Exercise objective: Return every line of the records below that contains the word "foliage".

Information provided:
========================================================================

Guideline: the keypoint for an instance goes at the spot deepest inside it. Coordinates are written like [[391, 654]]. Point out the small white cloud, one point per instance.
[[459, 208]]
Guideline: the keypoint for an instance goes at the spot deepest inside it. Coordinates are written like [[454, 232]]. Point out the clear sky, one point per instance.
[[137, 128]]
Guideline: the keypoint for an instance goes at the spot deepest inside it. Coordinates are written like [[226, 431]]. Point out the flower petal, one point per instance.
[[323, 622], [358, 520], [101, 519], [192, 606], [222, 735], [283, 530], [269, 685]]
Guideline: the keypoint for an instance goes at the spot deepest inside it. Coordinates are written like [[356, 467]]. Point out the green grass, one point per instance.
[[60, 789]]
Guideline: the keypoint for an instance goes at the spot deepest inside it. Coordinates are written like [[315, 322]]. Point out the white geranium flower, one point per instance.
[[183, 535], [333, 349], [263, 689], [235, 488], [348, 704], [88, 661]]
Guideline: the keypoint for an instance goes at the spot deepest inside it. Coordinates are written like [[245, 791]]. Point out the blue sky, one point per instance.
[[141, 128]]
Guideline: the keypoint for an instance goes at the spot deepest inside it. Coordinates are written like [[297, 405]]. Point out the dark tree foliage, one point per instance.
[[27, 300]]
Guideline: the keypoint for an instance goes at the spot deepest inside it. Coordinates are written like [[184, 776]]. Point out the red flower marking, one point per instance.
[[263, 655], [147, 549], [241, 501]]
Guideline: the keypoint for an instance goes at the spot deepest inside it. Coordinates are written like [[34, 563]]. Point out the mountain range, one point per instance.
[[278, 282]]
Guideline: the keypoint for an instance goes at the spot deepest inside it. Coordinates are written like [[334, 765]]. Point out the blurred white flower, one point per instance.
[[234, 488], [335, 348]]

========================================================================

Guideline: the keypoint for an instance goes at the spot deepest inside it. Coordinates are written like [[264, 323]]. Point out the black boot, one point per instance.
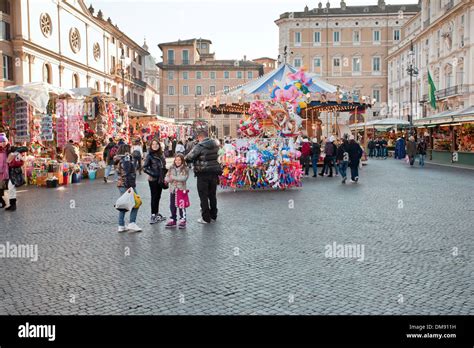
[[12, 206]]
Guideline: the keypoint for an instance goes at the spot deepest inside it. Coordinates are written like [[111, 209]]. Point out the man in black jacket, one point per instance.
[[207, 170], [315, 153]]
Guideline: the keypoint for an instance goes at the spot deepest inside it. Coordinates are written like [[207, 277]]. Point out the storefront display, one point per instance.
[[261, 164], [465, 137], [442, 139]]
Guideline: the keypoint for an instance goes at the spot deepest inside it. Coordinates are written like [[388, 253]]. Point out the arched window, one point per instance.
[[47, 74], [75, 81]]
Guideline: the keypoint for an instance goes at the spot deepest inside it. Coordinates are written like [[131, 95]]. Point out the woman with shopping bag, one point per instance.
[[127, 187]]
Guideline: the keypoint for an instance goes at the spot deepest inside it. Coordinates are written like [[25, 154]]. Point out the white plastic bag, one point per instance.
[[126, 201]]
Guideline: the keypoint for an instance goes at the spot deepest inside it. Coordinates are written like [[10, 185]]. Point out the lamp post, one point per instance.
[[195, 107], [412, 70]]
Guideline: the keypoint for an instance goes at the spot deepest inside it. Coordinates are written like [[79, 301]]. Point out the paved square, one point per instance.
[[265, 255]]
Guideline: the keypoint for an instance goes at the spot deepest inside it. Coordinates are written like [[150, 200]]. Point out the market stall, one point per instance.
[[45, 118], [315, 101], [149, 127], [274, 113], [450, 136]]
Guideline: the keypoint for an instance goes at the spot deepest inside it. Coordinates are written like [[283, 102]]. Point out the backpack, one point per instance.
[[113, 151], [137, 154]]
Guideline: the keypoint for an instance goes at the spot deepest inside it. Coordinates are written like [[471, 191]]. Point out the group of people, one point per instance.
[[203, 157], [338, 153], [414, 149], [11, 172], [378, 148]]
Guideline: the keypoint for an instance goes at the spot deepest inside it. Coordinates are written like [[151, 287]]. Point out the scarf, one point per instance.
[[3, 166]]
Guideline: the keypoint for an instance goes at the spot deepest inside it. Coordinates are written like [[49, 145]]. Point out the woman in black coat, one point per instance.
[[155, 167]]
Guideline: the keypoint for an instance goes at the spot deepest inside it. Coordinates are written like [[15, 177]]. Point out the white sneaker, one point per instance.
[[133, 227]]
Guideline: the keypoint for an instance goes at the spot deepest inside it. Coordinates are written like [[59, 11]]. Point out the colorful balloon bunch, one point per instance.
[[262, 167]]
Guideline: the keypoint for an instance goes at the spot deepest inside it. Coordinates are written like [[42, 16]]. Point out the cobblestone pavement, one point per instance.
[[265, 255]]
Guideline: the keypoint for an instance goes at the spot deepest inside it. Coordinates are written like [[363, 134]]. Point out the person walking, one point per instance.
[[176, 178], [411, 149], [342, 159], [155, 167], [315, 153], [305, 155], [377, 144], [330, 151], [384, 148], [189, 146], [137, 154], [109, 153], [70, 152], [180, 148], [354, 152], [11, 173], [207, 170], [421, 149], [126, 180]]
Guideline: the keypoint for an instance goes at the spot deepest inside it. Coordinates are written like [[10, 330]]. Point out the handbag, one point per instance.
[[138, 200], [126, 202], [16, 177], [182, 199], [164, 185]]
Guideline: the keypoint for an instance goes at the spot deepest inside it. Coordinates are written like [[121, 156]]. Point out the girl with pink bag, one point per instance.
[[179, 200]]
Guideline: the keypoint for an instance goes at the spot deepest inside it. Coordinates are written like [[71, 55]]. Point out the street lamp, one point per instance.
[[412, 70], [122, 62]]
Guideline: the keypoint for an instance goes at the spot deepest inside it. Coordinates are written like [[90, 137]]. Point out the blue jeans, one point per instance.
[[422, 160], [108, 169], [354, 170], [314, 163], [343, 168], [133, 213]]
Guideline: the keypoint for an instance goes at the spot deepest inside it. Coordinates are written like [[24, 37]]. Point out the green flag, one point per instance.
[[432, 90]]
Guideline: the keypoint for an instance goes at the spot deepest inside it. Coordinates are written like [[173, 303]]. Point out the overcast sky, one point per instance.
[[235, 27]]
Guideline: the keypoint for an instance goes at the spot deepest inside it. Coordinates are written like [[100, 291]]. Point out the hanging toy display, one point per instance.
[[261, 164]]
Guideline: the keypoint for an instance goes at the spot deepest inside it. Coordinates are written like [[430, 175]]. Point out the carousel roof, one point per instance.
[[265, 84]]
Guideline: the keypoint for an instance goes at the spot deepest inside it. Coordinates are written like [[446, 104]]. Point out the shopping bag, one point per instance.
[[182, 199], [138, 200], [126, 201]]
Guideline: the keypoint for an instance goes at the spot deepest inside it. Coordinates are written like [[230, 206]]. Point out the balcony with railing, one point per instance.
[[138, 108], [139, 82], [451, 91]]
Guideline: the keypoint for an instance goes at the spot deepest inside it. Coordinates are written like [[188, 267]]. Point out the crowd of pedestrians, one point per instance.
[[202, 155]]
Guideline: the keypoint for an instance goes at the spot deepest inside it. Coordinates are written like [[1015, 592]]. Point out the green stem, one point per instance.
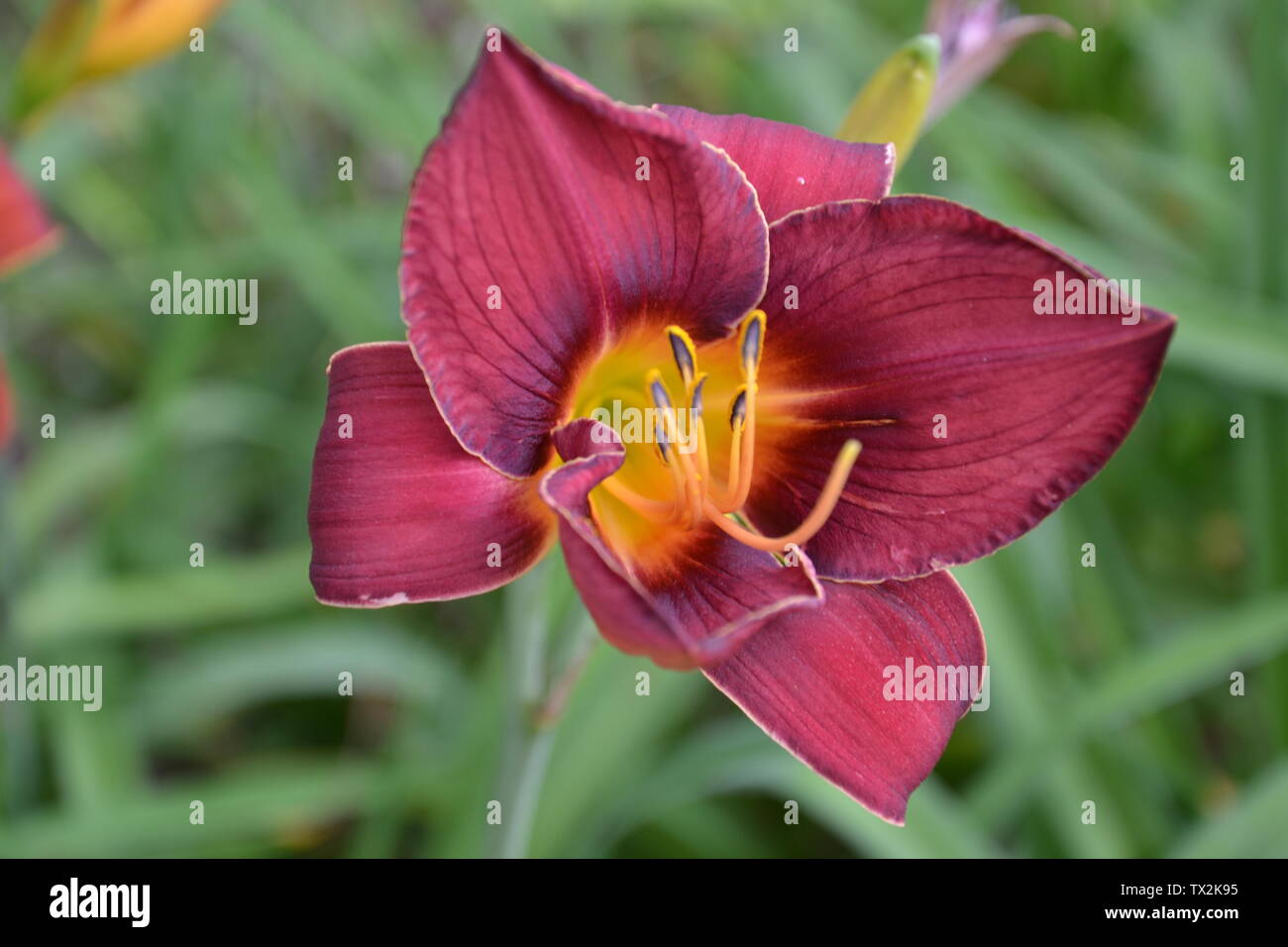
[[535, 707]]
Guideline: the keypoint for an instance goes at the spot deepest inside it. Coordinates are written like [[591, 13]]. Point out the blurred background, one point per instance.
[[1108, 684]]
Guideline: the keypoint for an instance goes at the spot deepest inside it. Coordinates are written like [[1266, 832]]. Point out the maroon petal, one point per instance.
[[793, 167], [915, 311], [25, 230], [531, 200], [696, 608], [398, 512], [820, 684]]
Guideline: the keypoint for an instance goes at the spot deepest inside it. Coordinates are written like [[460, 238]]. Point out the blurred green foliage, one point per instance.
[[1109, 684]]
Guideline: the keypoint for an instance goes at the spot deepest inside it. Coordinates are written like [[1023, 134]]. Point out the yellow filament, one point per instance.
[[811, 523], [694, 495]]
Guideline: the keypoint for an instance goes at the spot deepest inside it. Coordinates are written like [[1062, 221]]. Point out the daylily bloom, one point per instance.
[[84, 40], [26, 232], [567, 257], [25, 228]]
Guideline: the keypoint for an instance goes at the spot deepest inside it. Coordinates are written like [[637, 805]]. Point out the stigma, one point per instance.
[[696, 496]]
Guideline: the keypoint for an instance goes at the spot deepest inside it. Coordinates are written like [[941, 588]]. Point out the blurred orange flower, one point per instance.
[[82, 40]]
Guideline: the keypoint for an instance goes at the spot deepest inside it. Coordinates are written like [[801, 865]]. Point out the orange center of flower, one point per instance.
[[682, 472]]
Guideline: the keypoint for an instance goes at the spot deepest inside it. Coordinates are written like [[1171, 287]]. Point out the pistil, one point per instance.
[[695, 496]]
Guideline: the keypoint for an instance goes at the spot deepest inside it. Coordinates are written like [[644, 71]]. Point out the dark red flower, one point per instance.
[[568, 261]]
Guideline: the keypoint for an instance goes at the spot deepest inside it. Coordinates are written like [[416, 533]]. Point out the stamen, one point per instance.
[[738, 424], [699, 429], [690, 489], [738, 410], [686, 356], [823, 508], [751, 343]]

========================================================================

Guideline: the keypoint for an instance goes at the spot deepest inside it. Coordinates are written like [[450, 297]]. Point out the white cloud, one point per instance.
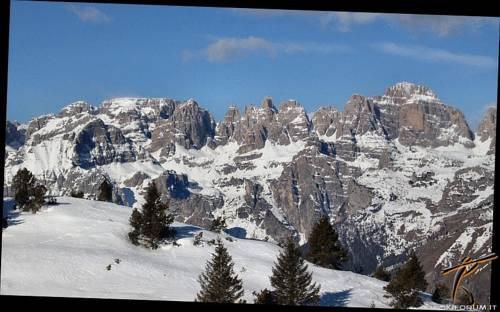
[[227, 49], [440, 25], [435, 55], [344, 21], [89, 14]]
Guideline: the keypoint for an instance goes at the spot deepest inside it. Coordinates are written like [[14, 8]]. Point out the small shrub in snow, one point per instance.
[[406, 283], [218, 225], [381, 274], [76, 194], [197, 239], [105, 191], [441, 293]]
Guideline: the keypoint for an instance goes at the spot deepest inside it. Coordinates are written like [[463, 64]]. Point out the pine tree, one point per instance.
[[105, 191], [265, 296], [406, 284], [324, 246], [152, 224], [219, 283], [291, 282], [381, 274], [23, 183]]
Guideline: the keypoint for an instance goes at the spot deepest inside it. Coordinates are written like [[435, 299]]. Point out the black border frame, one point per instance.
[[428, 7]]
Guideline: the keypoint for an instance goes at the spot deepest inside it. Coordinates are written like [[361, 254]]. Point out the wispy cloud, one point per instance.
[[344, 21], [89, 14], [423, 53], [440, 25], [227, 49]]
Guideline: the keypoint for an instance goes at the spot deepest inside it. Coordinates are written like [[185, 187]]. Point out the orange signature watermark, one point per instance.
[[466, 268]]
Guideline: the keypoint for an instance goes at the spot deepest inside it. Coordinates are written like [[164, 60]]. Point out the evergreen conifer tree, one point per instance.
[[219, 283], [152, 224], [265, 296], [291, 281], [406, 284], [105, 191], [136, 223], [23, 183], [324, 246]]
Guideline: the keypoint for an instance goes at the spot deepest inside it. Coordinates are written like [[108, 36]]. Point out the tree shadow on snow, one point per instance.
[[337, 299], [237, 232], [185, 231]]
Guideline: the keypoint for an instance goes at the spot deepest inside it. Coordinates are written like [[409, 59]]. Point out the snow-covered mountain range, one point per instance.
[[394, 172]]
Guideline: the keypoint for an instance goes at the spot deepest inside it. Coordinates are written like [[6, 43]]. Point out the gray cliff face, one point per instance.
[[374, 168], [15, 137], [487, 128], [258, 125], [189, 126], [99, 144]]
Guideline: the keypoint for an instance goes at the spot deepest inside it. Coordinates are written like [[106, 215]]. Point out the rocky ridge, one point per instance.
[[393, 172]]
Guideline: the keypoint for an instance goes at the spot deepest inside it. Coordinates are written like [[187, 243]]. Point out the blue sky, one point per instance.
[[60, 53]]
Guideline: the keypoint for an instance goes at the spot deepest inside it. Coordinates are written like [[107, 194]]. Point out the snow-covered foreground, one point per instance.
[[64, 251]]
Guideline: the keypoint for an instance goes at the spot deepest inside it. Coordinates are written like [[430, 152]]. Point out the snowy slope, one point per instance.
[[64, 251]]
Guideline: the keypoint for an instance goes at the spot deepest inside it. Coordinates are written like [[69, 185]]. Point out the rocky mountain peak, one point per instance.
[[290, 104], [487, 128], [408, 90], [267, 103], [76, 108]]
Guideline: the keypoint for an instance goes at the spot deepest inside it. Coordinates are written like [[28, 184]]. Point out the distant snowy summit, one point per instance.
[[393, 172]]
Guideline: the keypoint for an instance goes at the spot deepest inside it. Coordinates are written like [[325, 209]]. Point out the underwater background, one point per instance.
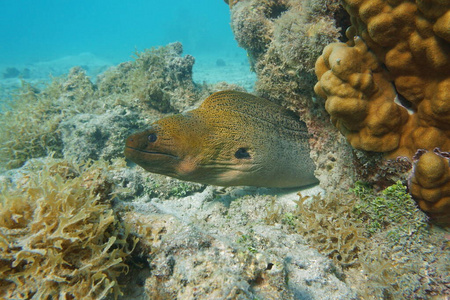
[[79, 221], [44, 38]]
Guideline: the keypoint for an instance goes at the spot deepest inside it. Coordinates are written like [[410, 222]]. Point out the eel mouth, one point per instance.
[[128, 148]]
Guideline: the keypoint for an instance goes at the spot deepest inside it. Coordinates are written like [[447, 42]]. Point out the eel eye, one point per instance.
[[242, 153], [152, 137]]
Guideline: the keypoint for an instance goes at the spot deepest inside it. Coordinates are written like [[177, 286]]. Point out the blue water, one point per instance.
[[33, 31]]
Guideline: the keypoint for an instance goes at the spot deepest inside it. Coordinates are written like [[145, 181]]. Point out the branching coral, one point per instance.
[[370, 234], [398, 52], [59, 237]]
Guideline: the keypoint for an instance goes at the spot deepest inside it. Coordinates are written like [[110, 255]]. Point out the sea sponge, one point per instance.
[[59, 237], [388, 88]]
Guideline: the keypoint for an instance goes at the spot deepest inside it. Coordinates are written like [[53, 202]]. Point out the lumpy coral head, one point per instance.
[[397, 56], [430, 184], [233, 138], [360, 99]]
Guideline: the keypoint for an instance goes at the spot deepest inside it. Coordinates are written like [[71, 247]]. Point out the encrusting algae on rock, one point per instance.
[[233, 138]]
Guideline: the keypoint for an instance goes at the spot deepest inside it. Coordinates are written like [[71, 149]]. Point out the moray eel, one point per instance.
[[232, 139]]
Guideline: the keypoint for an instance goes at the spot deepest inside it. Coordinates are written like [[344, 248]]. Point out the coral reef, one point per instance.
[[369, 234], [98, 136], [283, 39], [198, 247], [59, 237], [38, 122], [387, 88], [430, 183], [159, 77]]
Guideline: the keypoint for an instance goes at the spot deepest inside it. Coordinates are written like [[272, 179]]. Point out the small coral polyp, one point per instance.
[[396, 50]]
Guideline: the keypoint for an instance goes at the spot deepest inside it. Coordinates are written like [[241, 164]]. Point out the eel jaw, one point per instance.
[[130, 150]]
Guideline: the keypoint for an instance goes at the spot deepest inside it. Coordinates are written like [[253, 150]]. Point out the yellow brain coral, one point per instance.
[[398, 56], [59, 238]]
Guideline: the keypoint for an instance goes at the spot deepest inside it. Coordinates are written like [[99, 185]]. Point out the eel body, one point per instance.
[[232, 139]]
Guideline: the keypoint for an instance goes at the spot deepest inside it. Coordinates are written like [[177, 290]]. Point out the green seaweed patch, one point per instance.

========================================================================

Correct result:
Guideline: the keypoint for an instance goes at the spot deepest inside it. Coordinates are written like [[297, 405]]. Point out the dark tree foliage, one point per instance.
Guideline: the keypoint for an instance goes at the spot deepest inside it. Coordinates are written like [[460, 238]]. Point out the blurred green foliage, one point per instance.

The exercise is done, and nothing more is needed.